» Dataset entries
+--

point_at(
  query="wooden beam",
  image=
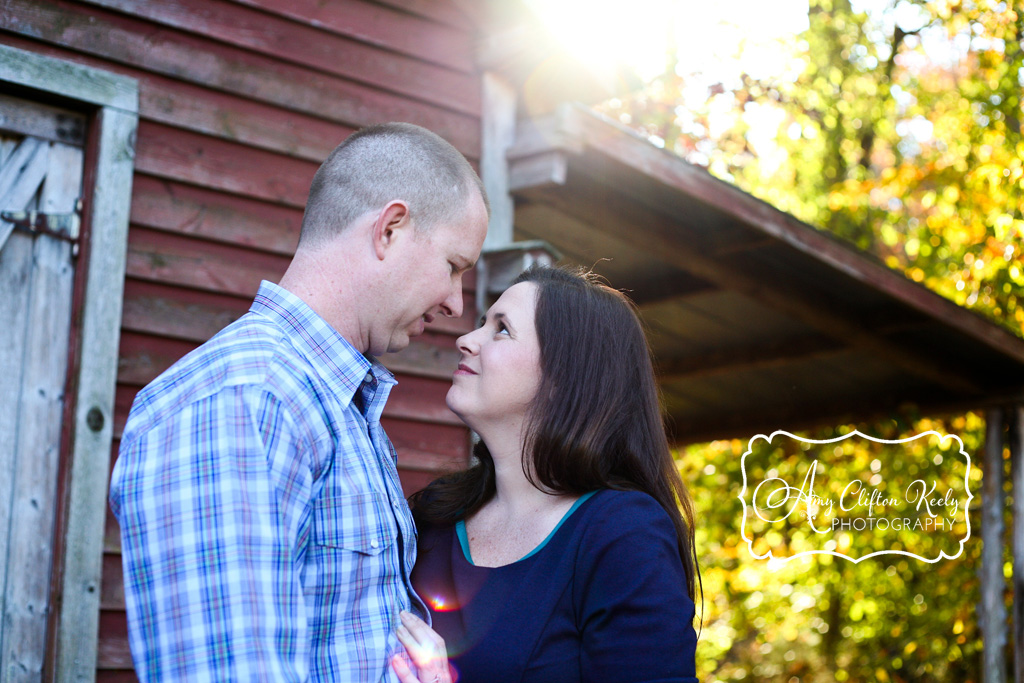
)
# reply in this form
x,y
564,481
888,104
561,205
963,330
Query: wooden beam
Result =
x,y
758,357
548,168
677,288
992,610
498,128
611,212
1017,469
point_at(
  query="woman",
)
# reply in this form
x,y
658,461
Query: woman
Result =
x,y
562,554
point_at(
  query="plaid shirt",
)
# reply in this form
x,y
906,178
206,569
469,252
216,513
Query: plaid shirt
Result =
x,y
264,531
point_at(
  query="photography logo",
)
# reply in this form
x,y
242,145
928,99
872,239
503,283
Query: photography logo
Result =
x,y
856,497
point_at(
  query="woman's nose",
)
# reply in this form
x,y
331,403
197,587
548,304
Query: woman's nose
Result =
x,y
467,343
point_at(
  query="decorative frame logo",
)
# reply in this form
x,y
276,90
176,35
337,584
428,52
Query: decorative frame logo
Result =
x,y
892,515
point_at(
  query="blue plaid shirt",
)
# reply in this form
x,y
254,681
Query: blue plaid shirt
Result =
x,y
264,531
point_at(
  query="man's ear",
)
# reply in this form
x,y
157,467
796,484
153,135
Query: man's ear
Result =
x,y
392,223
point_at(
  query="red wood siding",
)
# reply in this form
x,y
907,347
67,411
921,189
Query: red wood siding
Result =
x,y
240,100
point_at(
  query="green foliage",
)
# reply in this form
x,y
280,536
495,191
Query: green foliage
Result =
x,y
899,131
819,619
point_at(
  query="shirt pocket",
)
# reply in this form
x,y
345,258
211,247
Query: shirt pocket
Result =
x,y
358,522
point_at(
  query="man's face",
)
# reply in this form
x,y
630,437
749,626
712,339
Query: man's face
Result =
x,y
429,283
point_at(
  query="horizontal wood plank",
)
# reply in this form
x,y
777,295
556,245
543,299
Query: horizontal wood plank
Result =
x,y
176,207
309,46
178,54
384,27
209,162
173,259
214,113
177,313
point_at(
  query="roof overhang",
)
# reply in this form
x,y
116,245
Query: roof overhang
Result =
x,y
758,321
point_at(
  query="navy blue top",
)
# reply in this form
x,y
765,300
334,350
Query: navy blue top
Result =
x,y
602,599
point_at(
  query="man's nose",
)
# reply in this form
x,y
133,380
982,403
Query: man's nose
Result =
x,y
453,304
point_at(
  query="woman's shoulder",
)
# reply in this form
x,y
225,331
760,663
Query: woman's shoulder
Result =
x,y
626,508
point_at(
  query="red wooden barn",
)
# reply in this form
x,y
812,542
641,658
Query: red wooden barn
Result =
x,y
193,129
189,130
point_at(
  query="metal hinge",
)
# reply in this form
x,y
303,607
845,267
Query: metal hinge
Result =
x,y
60,225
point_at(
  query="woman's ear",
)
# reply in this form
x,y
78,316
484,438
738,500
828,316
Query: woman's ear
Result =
x,y
392,223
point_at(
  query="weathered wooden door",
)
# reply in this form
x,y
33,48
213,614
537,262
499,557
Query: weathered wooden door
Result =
x,y
41,160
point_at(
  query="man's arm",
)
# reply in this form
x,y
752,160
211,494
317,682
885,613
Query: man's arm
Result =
x,y
211,504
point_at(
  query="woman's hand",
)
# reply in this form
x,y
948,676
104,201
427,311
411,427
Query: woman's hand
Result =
x,y
427,650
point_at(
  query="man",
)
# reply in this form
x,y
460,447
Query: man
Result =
x,y
264,532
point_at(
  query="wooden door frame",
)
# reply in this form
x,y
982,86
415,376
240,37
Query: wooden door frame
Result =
x,y
112,101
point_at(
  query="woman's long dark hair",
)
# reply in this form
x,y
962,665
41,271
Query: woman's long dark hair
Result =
x,y
596,422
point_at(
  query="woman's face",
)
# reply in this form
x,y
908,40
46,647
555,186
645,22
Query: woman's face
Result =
x,y
500,370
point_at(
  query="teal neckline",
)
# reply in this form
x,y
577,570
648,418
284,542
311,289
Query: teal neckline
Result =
x,y
460,531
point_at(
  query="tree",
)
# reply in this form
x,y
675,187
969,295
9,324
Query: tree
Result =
x,y
899,130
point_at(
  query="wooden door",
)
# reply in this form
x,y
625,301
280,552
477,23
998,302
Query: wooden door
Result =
x,y
41,163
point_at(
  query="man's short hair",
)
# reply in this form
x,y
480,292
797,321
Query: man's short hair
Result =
x,y
383,163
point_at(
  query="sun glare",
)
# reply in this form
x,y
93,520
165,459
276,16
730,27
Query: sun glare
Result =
x,y
717,39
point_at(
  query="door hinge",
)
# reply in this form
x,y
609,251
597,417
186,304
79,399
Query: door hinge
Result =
x,y
60,225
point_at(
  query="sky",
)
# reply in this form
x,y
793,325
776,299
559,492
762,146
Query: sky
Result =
x,y
708,34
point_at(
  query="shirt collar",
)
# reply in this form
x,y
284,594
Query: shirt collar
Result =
x,y
337,361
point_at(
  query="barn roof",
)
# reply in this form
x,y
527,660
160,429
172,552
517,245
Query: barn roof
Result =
x,y
758,321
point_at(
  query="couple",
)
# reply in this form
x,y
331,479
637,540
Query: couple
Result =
x,y
264,532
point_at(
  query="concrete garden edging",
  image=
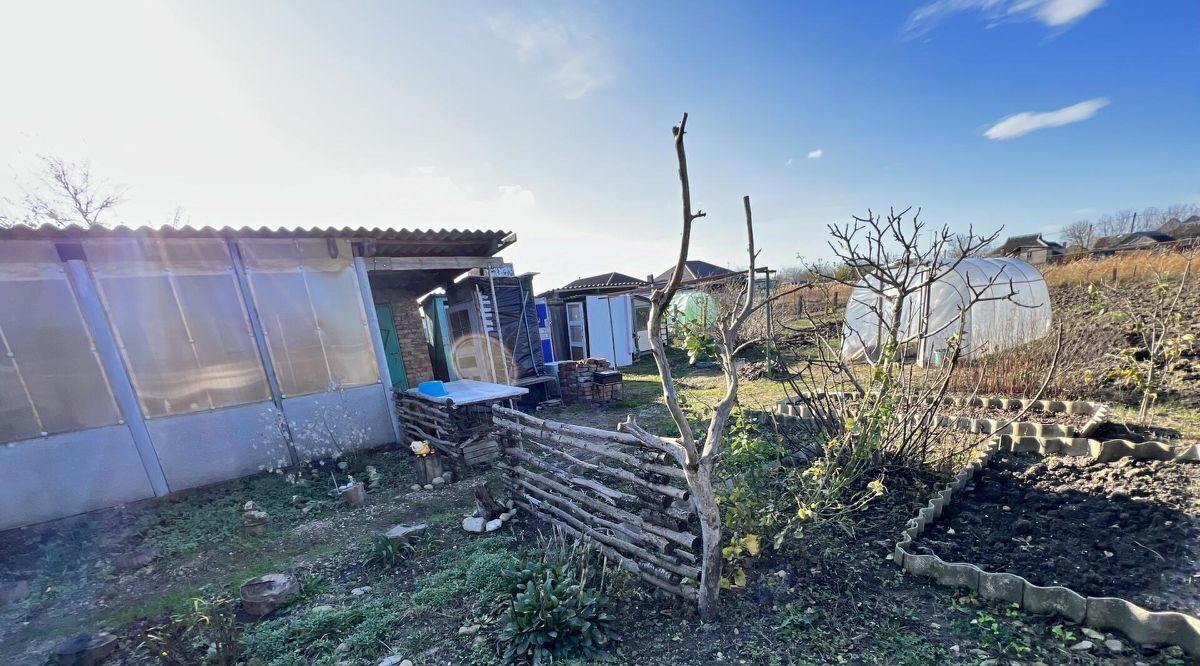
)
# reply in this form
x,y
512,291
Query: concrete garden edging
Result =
x,y
1027,427
1097,612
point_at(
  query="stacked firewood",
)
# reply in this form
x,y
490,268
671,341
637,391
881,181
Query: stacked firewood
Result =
x,y
628,499
576,381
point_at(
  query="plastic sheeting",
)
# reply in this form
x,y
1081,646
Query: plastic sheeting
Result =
x,y
519,324
180,322
929,318
51,377
307,298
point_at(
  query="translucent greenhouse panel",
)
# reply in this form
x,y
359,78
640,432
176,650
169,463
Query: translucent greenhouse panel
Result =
x,y
51,377
307,298
179,318
861,333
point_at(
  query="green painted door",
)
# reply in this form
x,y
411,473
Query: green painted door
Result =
x,y
391,346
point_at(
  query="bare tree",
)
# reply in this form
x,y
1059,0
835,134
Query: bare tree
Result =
x,y
1157,328
66,193
1081,233
887,419
697,454
1181,211
1109,226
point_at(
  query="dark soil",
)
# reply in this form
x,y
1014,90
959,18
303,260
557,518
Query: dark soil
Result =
x,y
1126,528
1031,415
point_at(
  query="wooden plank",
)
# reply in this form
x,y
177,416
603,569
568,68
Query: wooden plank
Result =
x,y
432,263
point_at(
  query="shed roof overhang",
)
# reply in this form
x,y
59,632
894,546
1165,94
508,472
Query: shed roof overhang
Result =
x,y
417,259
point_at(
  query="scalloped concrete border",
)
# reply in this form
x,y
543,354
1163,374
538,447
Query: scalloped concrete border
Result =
x,y
1098,412
1098,612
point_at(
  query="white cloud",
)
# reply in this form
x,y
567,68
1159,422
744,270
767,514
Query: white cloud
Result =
x,y
1021,124
571,46
1051,13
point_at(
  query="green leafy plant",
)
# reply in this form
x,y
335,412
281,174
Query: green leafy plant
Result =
x,y
207,633
556,607
700,346
552,617
385,552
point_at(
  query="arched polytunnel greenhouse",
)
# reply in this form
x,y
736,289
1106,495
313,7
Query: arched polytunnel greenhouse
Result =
x,y
1013,309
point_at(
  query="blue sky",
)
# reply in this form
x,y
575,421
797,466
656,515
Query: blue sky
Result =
x,y
553,120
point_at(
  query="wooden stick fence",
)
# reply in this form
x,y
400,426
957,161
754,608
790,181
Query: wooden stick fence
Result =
x,y
606,486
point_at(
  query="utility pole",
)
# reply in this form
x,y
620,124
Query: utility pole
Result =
x,y
771,337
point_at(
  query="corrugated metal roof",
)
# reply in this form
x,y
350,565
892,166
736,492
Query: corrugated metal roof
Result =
x,y
605,280
395,243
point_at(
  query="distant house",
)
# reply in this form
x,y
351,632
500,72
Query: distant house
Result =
x,y
696,270
1182,229
598,316
603,283
1032,249
1135,240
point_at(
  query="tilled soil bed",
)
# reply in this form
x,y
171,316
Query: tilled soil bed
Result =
x,y
1126,528
1031,415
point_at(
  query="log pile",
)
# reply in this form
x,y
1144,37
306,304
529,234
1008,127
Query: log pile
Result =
x,y
629,501
576,381
465,435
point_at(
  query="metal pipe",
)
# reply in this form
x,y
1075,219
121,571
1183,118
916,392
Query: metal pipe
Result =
x,y
264,354
118,375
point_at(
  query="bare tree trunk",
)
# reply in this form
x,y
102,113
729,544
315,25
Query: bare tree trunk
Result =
x,y
697,461
700,481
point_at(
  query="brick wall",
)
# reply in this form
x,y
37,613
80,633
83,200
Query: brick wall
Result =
x,y
413,346
576,383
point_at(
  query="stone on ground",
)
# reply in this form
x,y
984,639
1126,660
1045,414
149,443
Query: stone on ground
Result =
x,y
473,523
12,592
84,649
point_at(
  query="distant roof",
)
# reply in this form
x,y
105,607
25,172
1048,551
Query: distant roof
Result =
x,y
388,243
604,280
1127,239
695,269
1030,240
1182,228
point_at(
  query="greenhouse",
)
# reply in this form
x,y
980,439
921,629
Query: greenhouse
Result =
x,y
137,363
1012,306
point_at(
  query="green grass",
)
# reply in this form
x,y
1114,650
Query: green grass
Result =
x,y
306,637
472,573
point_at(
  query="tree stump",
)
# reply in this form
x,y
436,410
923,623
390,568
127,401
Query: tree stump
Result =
x,y
354,495
429,468
262,595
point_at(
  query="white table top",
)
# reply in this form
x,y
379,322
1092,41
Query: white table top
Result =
x,y
469,391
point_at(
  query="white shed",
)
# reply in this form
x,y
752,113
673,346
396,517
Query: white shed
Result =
x,y
930,317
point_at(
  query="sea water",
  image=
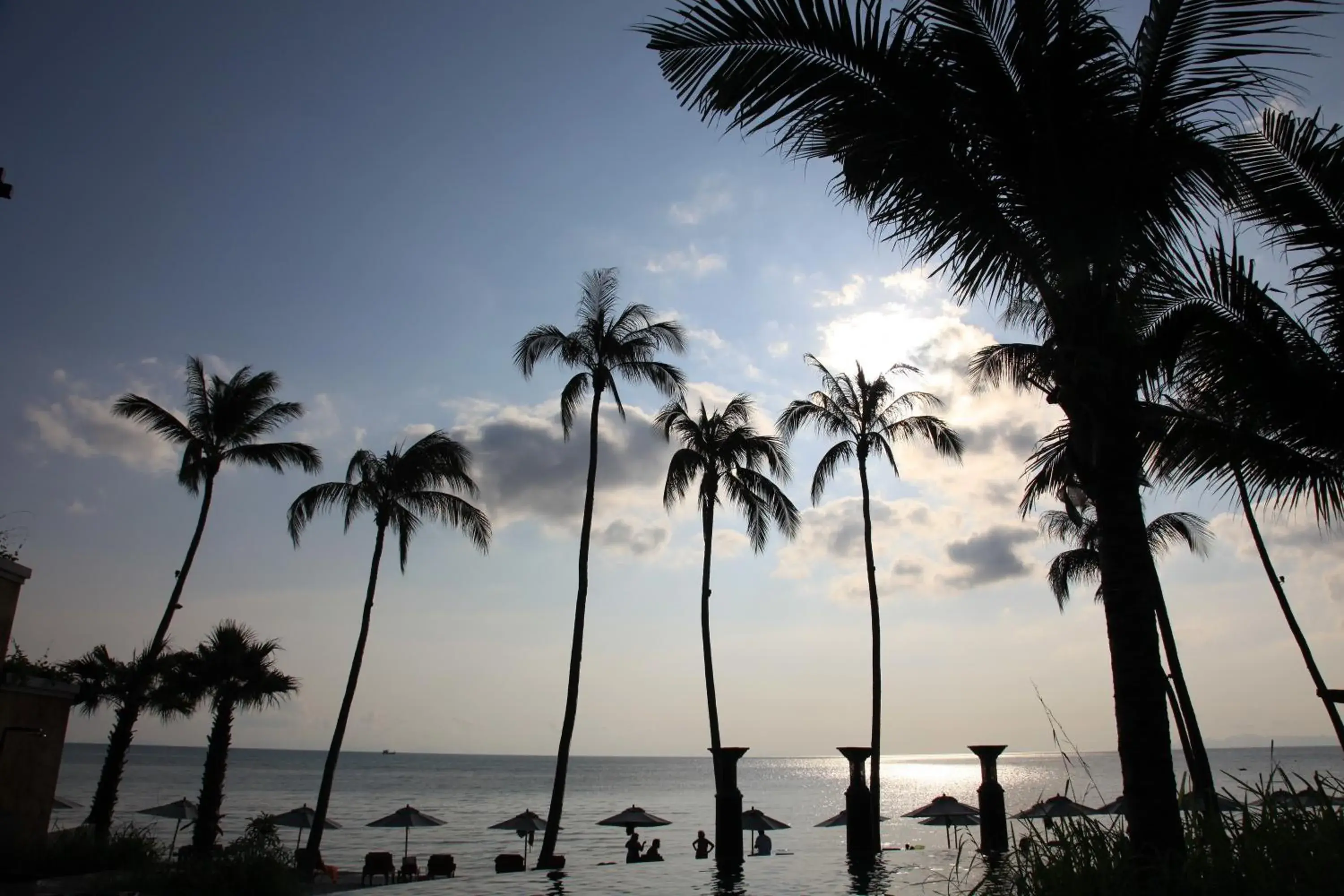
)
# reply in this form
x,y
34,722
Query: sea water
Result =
x,y
472,793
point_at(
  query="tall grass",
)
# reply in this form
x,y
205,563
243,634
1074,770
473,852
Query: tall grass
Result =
x,y
1295,847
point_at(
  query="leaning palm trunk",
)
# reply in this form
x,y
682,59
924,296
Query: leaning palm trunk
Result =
x,y
324,792
1193,742
1131,597
124,730
572,698
213,781
875,762
1288,610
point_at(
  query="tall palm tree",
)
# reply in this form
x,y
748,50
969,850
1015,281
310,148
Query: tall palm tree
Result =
x,y
725,449
1045,162
402,489
225,420
236,672
867,417
605,346
144,683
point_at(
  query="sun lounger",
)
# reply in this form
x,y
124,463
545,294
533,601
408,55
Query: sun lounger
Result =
x,y
441,866
378,864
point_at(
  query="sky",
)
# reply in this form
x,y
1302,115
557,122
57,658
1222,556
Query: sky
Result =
x,y
377,202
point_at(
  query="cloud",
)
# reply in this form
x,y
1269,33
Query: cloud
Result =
x,y
990,556
619,534
85,428
847,295
686,263
529,470
320,420
709,201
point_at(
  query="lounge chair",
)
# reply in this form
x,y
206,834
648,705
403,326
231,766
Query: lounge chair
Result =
x,y
378,864
441,866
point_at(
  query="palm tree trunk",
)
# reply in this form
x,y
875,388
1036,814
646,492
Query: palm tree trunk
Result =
x,y
715,742
1201,773
875,762
124,728
113,766
162,633
213,781
572,698
1132,593
324,792
1288,610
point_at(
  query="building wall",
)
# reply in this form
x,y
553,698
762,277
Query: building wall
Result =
x,y
30,763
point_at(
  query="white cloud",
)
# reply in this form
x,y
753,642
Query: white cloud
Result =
x,y
86,428
320,420
710,199
847,295
686,263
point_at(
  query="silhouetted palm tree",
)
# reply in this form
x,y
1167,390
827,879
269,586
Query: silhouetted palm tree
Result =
x,y
402,489
605,346
725,449
1046,163
867,417
128,688
225,420
237,673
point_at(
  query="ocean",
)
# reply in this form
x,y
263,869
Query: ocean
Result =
x,y
471,793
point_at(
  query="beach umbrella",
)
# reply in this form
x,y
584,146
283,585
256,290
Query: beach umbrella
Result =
x,y
181,810
1057,808
840,820
302,818
526,824
948,823
408,818
944,806
1194,802
633,817
757,820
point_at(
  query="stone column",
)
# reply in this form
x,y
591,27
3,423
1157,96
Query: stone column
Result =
x,y
994,820
728,805
858,805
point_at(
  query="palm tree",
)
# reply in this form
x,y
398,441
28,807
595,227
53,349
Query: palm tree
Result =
x,y
1081,564
144,683
237,673
605,346
1045,163
225,420
726,449
867,417
402,489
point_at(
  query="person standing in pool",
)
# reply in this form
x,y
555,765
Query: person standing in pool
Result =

+--

» EXERCISE
Wherever the string "nose" occurs in the records, copy the line it is in.

» EXERCISE OUTPUT
  query="woman's nose",
Query: woman's nose
  query="man's nose",
Query: man's nose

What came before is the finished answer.